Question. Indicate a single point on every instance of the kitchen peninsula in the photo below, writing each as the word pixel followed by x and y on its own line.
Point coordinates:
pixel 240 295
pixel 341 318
--*--
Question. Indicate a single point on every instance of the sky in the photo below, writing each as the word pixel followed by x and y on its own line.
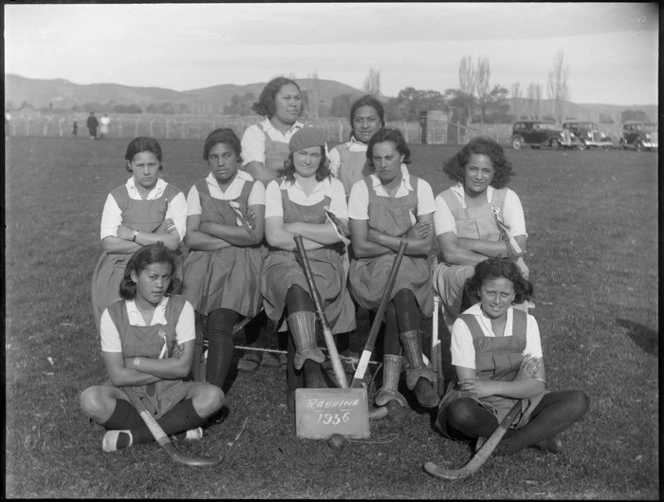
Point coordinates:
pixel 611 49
--*--
* [What you have to do] Using the data above, say how many lines include the word "followed". Write only that number.

* [Reply to the exercise] 2